- GIVEN RECORDS -
______________________________
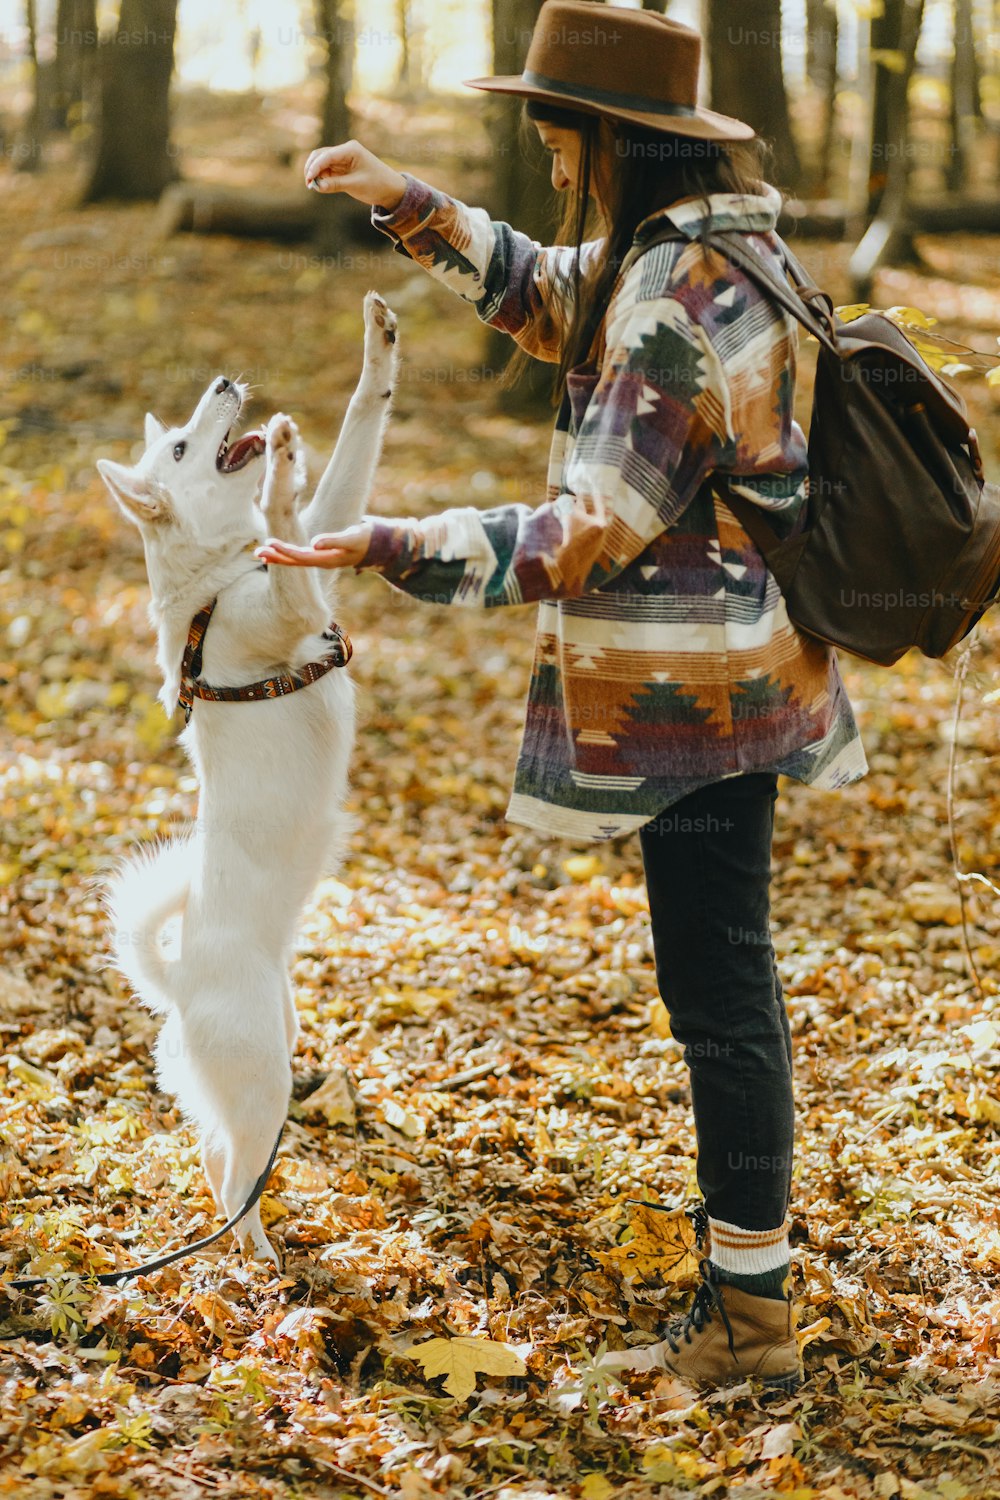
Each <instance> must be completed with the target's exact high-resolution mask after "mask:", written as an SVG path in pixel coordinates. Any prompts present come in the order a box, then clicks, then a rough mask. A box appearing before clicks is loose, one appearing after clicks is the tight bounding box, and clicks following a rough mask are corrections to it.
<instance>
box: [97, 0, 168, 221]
mask: <svg viewBox="0 0 1000 1500" xmlns="http://www.w3.org/2000/svg"><path fill="white" fill-rule="evenodd" d="M175 26H177V0H121V10H120V15H118V27H117V30H115V31H114V33H109V34H106V36H102V37H100V46H99V52H97V72H99V80H100V92H99V114H97V132H96V151H94V160H93V169H91V174H90V181H88V184H87V189H85V192H84V202H96V201H99V199H102V198H141V199H154V198H159V195H160V193H162V190H163V187H166V184H168V183H171V181H174V180H175V178H177V165H175V162H174V154H172V151H171V145H169V86H171V77H172V74H174V31H175Z"/></svg>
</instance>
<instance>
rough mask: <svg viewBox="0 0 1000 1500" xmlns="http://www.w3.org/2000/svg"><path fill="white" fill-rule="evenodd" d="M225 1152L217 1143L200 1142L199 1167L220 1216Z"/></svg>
mask: <svg viewBox="0 0 1000 1500" xmlns="http://www.w3.org/2000/svg"><path fill="white" fill-rule="evenodd" d="M225 1160H226V1158H225V1151H223V1149H222V1146H219V1145H217V1142H210V1140H202V1143H201V1167H202V1172H204V1173H205V1179H207V1182H208V1187H210V1188H211V1196H213V1199H214V1200H216V1208H217V1209H219V1212H220V1214H222V1212H223V1199H222V1182H223V1175H225Z"/></svg>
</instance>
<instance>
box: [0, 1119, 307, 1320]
mask: <svg viewBox="0 0 1000 1500" xmlns="http://www.w3.org/2000/svg"><path fill="white" fill-rule="evenodd" d="M283 1134H285V1125H283V1124H282V1128H280V1130H279V1133H277V1140H276V1142H274V1146H273V1148H271V1155H270V1157H268V1160H267V1166H265V1167H264V1172H262V1173H261V1176H259V1178H258V1179H256V1182H255V1184H253V1191H252V1193H250V1197H249V1199H247V1200H246V1203H244V1205H243V1208H241V1209H240V1212H238V1214H234V1215H232V1218H231V1220H228V1221H226V1223H225V1224H223V1226H222V1229H217V1230H216V1232H214V1235H205V1238H204V1239H196V1241H195V1244H193V1245H184V1247H183V1248H181V1250H172V1251H171V1253H169V1254H168V1256H160V1257H159V1259H157V1260H144V1262H142V1265H141V1266H127V1268H126V1269H124V1271H105V1272H102V1275H99V1277H82V1280H84V1281H93V1283H96V1284H97V1286H99V1287H114V1286H115V1284H117V1283H118V1281H130V1280H132V1277H147V1275H150V1274H151V1272H153V1271H162V1269H163V1266H172V1265H174V1262H175V1260H184V1259H186V1257H187V1256H196V1254H198V1251H199V1250H207V1248H208V1245H214V1242H216V1241H217V1239H222V1236H223V1235H228V1233H229V1230H231V1229H235V1226H237V1224H238V1223H240V1220H241V1218H243V1217H244V1215H246V1214H249V1212H250V1209H252V1208H253V1205H255V1203H256V1202H258V1200H259V1197H261V1194H262V1193H264V1188H265V1187H267V1179H268V1178H270V1175H271V1167H273V1166H274V1158H276V1157H277V1148H279V1146H280V1143H282V1136H283ZM52 1275H66V1272H52ZM49 1280H51V1277H18V1278H16V1280H13V1281H6V1280H1V1278H0V1287H1V1289H3V1290H4V1292H7V1290H13V1292H27V1290H30V1289H33V1287H45V1286H48V1283H49Z"/></svg>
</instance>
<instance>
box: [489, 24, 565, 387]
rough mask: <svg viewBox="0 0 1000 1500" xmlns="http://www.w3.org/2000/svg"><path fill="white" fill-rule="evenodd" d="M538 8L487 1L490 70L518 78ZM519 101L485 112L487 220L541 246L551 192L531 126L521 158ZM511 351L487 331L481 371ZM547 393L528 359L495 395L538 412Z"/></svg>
mask: <svg viewBox="0 0 1000 1500" xmlns="http://www.w3.org/2000/svg"><path fill="white" fill-rule="evenodd" d="M540 9H541V0H493V72H495V74H519V72H520V71H522V68H523V66H525V57H526V55H528V43H529V40H531V33H532V30H534V26H535V20H537V17H538V10H540ZM522 105H523V101H520V99H514V98H504V96H502V95H499V96H495V98H493V99H492V101H490V102H489V105H487V108H489V110H490V120H492V126H490V138H492V142H493V202H492V205H490V211H492V217H495V219H504V220H507V222H508V223H511V225H513V226H514V228H516V229H522V231H523V233H525V234H531V236H532V239H537V240H541V242H543V243H546V242H547V240H550V239H552V225H553V217H555V214H553V204H552V198H553V192H552V186H550V183H549V174H547V171H546V168H544V160H543V159H541V150H538V148H535V150H531V148H532V147H535V141H534V139H532V136H534V135H535V129H534V126H531V127H529V129H531V135H529V138H528V141H529V150H531V157H529V160H528V162H526V160H525V148H523V142H522V133H520V117H522ZM513 351H514V344H513V341H511V339H510V336H508V335H507V333H498V332H496V330H493V329H490V330H487V336H486V368H487V369H492V371H495V372H496V374H498V375H499V372H501V371H502V368H504V366H505V365H507V360H508V359H510V356H511V354H513ZM550 393H552V369H550V366H547V365H546V363H543V362H541V360H531V363H529V365H528V368H526V369H525V372H523V374H522V375H520V378H519V380H517V383H516V384H514V386H511V387H510V389H508V390H502V392H499V405H501V407H502V408H504V410H505V411H529V410H535V411H538V410H544V407H546V404H547V402H549V398H550Z"/></svg>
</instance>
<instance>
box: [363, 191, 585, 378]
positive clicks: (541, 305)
mask: <svg viewBox="0 0 1000 1500" xmlns="http://www.w3.org/2000/svg"><path fill="white" fill-rule="evenodd" d="M403 177H405V178H406V190H405V193H403V196H402V199H400V202H399V204H397V205H396V208H393V210H391V211H388V210H384V208H379V207H378V205H376V207H373V208H372V223H373V225H375V228H376V229H381V231H382V233H384V234H387V236H388V237H390V239H391V240H393V248H394V249H396V251H399V252H400V254H402V255H408V257H409V258H411V260H412V261H415V263H417V264H418V266H423V267H424V270H427V272H430V275H432V276H433V278H435V279H436V281H439V282H441V284H442V285H445V287H448V288H451V291H454V293H457V294H459V297H463V299H465V302H469V303H472V306H474V308H475V311H477V314H478V317H480V318H481V320H483V323H489V324H490V327H493V329H499V330H501V332H502V333H510V336H511V338H513V339H516V341H517V344H519V345H520V347H522V348H523V350H525V351H526V353H528V354H534V357H535V359H540V360H549V362H555V360H558V359H559V338H558V326H556V323H555V320H553V317H552V312H550V308H552V303H553V300H555V299H561V300H562V299H565V291H564V290H561V288H564V287H568V276H570V270H571V264H573V249H571V248H565V246H552V248H543V246H541V245H538V243H537V242H535V240H532V239H529V236H526V234H520V233H519V231H517V229H511V226H510V223H502V222H499V220H495V219H490V216H489V214H487V213H486V210H484V208H466V205H465V204H463V202H459V201H457V199H456V198H448V196H447V193H442V192H439V190H438V189H436V187H430V186H429V184H427V183H424V181H420V180H418V178H417V177H411V175H409V172H403ZM598 246H600V242H597V240H591V242H588V243H586V245H585V246H583V248H582V252H580V264H582V270H586V266H588V261H589V260H591V258H592V257H594V254H595V252H597V249H598Z"/></svg>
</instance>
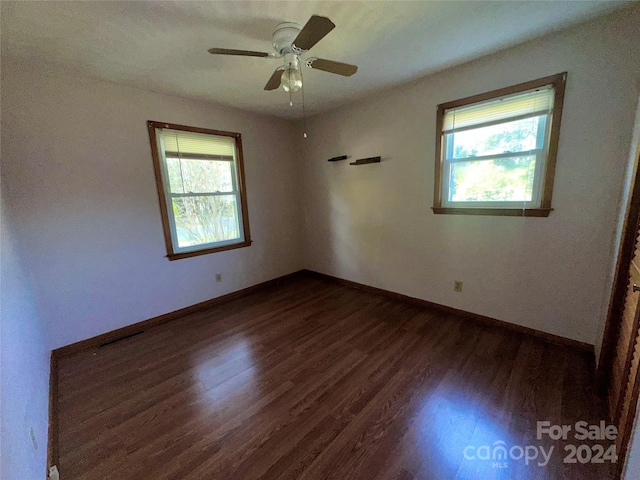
______________________________
- PROMPT -
What is needed here is an exact repetition of the listing above, pictures excluded.

- SOLUTION TO THIS TASK -
Each <instance> must be completed with the target's exact high-resolution mask after "mask:", written as an SVG path in pixel coordinates. Any prompts present come in the order a box, then clicks, then a rough mask. A box appearing before clicks is loose, one appearing after clicks is the tight bounding box, and clicks following a rough mask are corrections to it.
<instance>
box: [97, 0, 168, 221]
mask: <svg viewBox="0 0 1000 1500" xmlns="http://www.w3.org/2000/svg"><path fill="white" fill-rule="evenodd" d="M175 26H177V0H121V10H120V15H118V27H117V30H115V31H114V33H109V34H106V36H102V37H100V46H99V52H97V72H99V80H100V92H99V114H97V132H96V151H94V160H93V169H91V174H90V181H88V184H87V189H85V192H84V202H96V201H99V199H102V198H141V199H154V198H159V195H160V193H162V190H163V187H166V184H168V183H171V181H174V180H175V178H177V165H175V162H174V154H172V151H171V145H169V86H171V77H172V74H174V31H175Z"/></svg>
</instance>
<instance>
rough mask: <svg viewBox="0 0 1000 1500" xmlns="http://www.w3.org/2000/svg"><path fill="white" fill-rule="evenodd" d="M225 1152L217 1143L200 1142L199 1167L220 1216Z"/></svg>
mask: <svg viewBox="0 0 1000 1500" xmlns="http://www.w3.org/2000/svg"><path fill="white" fill-rule="evenodd" d="M225 1160H226V1158H225V1151H223V1149H222V1146H219V1145H217V1142H210V1140H202V1143H201V1167H202V1172H204V1173H205V1179H207V1182H208V1187H210V1188H211V1196H213V1199H214V1200H216V1208H217V1209H219V1212H220V1214H222V1212H223V1199H222V1182H223V1175H225Z"/></svg>
</instance>
<instance>
box: [0, 1119, 307, 1320]
mask: <svg viewBox="0 0 1000 1500" xmlns="http://www.w3.org/2000/svg"><path fill="white" fill-rule="evenodd" d="M283 1134H285V1125H283V1124H282V1128H280V1130H279V1133H277V1140H276V1142H274V1146H273V1148H271V1155H270V1157H268V1160H267V1166H265V1167H264V1172H262V1173H261V1176H259V1178H258V1179H256V1182H255V1184H253V1191H252V1193H250V1197H249V1199H247V1200H246V1203H244V1205H243V1208H241V1209H240V1212H238V1214H234V1215H232V1218H231V1220H228V1221H226V1223H225V1224H223V1226H222V1229H217V1230H216V1232H214V1235H205V1238H204V1239H196V1241H195V1244H193V1245H184V1247H183V1248H181V1250H172V1251H171V1253H169V1254H168V1256H160V1257H159V1259H157V1260H144V1262H142V1265H141V1266H127V1268H126V1269H124V1271H105V1272H102V1275H99V1277H82V1280H84V1281H93V1283H96V1284H97V1286H99V1287H114V1286H115V1284H117V1283H118V1281H130V1280H132V1277H147V1275H150V1274H151V1272H153V1271H162V1269H163V1266H172V1265H174V1262H175V1260H184V1259H186V1257H187V1256H196V1254H198V1251H199V1250H207V1248H208V1245H214V1242H216V1241H217V1239H222V1236H223V1235H228V1233H229V1230H231V1229H235V1226H237V1224H238V1223H240V1220H241V1218H243V1217H244V1215H246V1214H249V1212H250V1209H252V1208H253V1205H255V1203H256V1202H258V1200H259V1197H261V1194H262V1193H264V1188H265V1187H267V1179H268V1178H270V1175H271V1167H273V1166H274V1158H276V1157H277V1148H279V1146H280V1143H282V1136H283ZM52 1275H66V1272H52ZM49 1280H51V1277H18V1278H16V1280H13V1281H6V1280H1V1278H0V1287H1V1289H3V1290H4V1292H7V1290H13V1292H27V1290H30V1289H33V1287H45V1286H48V1283H49Z"/></svg>
</instance>
<instance>
box: [489, 24, 565, 387]
rough mask: <svg viewBox="0 0 1000 1500" xmlns="http://www.w3.org/2000/svg"><path fill="white" fill-rule="evenodd" d="M538 8L487 1L490 70L518 78ZM519 101L485 112L487 220L541 246L551 192L531 126L521 158ZM511 351L487 331L481 371ZM547 393L528 359L495 395L538 412Z"/></svg>
mask: <svg viewBox="0 0 1000 1500" xmlns="http://www.w3.org/2000/svg"><path fill="white" fill-rule="evenodd" d="M540 9H541V0H493V72H495V74H519V72H520V71H522V68H523V66H525V57H526V55H528V43H529V40H531V33H532V30H534V26H535V20H537V17H538V10H540ZM522 105H523V101H520V99H514V98H504V96H502V95H499V96H495V98H493V99H492V101H490V102H489V105H487V108H489V110H490V120H492V126H490V138H492V142H493V202H492V205H490V211H492V217H495V219H504V220H507V222H508V223H511V225H513V226H514V228H516V229H522V231H523V233H525V234H531V236H532V239H537V240H541V242H543V243H546V242H547V240H550V239H552V225H553V217H555V214H553V204H552V198H553V192H552V186H550V183H549V174H547V171H546V168H544V160H543V159H541V150H538V148H535V150H531V148H532V147H535V141H534V139H532V136H534V135H535V129H534V126H531V127H529V129H531V135H529V138H528V141H529V150H531V157H529V160H528V162H526V160H525V148H523V142H522V133H520V117H522ZM513 351H514V344H513V341H511V339H510V336H508V335H507V333H498V332H496V330H493V329H490V330H487V336H486V368H487V369H492V371H495V372H496V374H498V375H499V372H501V371H502V368H504V366H505V365H507V360H508V359H510V356H511V354H513ZM550 393H552V369H550V366H547V365H546V363H543V362H541V360H531V363H529V365H528V368H526V369H525V372H523V374H522V375H520V378H519V380H517V383H516V384H514V386H511V387H510V389H508V390H502V392H499V405H501V407H502V408H504V410H505V411H529V410H535V411H538V410H544V407H546V404H547V402H549V398H550Z"/></svg>
</instance>
<instance>
box: [363, 191, 585, 378]
positive clicks: (541, 305)
mask: <svg viewBox="0 0 1000 1500" xmlns="http://www.w3.org/2000/svg"><path fill="white" fill-rule="evenodd" d="M403 177H405V178H406V190H405V193H403V196H402V199H400V202H399V204H397V205H396V208H393V210H391V211H388V210H384V208H379V207H378V205H376V207H373V208H372V223H373V225H375V228H376V229H381V231H382V233H384V234H387V236H388V237H390V239H391V240H393V248H394V249H396V251H399V252H400V254H402V255H408V257H409V258H411V260H412V261H415V263H417V264H418V266H423V267H424V270H427V272H430V275H432V276H433V278H435V279H436V281H439V282H441V284H442V285H445V287H448V288H451V291H454V293H457V294H459V297H463V299H465V302H469V303H472V306H474V308H475V311H477V314H478V317H480V318H481V320H483V323H489V324H490V327H493V329H499V330H501V332H502V333H510V336H511V338H513V339H516V341H517V344H519V345H520V347H522V348H523V350H525V351H526V353H528V354H534V357H535V359H540V360H549V362H555V360H558V359H559V338H558V326H556V323H555V320H553V317H552V312H550V308H552V303H553V300H555V299H561V300H562V299H565V291H564V290H561V288H564V287H568V276H570V270H571V264H573V249H571V248H565V246H552V248H543V246H541V245H538V243H537V242H535V240H532V239H529V236H526V234H520V233H519V231H517V229H511V226H510V223H502V222H499V220H495V219H490V216H489V214H487V213H486V210H484V208H466V205H465V204H463V202H459V201H457V199H456V198H448V196H447V193H442V192H439V190H438V189H436V187H430V186H429V184H427V183H424V181H420V180H418V178H417V177H411V175H409V172H403ZM598 246H600V242H597V240H591V242H588V243H586V245H585V246H583V248H582V252H580V264H582V270H586V266H588V261H589V260H591V258H592V257H594V254H595V252H597V249H598Z"/></svg>
</instance>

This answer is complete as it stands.